[GIVEN DATA]
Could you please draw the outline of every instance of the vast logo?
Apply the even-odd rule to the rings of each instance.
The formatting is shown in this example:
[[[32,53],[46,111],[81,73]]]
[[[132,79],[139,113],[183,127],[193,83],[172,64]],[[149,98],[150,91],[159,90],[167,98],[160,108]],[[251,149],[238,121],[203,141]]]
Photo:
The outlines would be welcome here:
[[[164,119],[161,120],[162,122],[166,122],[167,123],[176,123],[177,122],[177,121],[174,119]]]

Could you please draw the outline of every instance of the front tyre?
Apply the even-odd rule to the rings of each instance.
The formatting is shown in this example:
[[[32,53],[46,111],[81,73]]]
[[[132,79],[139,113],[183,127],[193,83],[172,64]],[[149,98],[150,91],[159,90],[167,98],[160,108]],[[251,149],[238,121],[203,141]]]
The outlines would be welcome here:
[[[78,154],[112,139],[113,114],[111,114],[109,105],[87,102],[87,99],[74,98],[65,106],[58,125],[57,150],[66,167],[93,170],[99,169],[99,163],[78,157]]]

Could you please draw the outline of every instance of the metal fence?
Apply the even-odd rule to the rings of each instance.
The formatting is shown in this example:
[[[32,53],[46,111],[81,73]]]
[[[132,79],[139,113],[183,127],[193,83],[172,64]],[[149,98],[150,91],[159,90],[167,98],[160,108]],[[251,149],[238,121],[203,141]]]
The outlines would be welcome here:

[WORK REQUIRED] Rewrite all of the lines above, requests included, multiplying every coordinate in the outline answers by 2.05 and rounding each result to a whole number, with halves rounded up.

[COMPLETED TASK]
Could you please draw the outline of every instance of the vast logo?
Apply the even-odd rule to the rings of each instance.
The formatting is shown in this example:
[[[32,53],[46,111],[81,73]]]
[[[132,79],[139,113],[183,127],[193,83],[172,64]],[[149,98],[150,91],[159,90],[167,98],[160,108]],[[251,149],[238,121],[203,141]]]
Photo:
The outlines would be welcome here:
[[[336,244],[330,246],[332,250],[340,250],[342,252],[361,252],[363,250],[363,248],[357,244]]]

Could you please draw the outline of every instance of the front tyre?
Apply the even-odd rule to the rings of each instance.
The formatting is shown in this example:
[[[32,53],[46,111],[81,73]]]
[[[132,79],[139,113],[183,127],[193,83],[172,64]],[[149,98],[150,91],[159,90],[167,98],[160,108]],[[251,149],[238,121],[203,141]]]
The outlines would be welcome here:
[[[160,316],[230,285],[232,234],[228,234],[223,215],[178,209],[178,203],[152,201],[133,217],[119,256],[117,308],[135,342],[191,349],[203,346],[203,334],[160,322]]]

Could you please draw the outline of every instance of the metal fence?
Apply the even-odd rule to the rings of each instance.
The formatting is shown in this example:
[[[32,53],[46,111],[81,73]]]
[[[132,79],[139,113],[183,127],[193,83],[172,64]],[[149,98],[150,91],[159,90],[167,98],[160,108]],[[251,149],[238,121],[203,141]]]
The outlines would be welcome here:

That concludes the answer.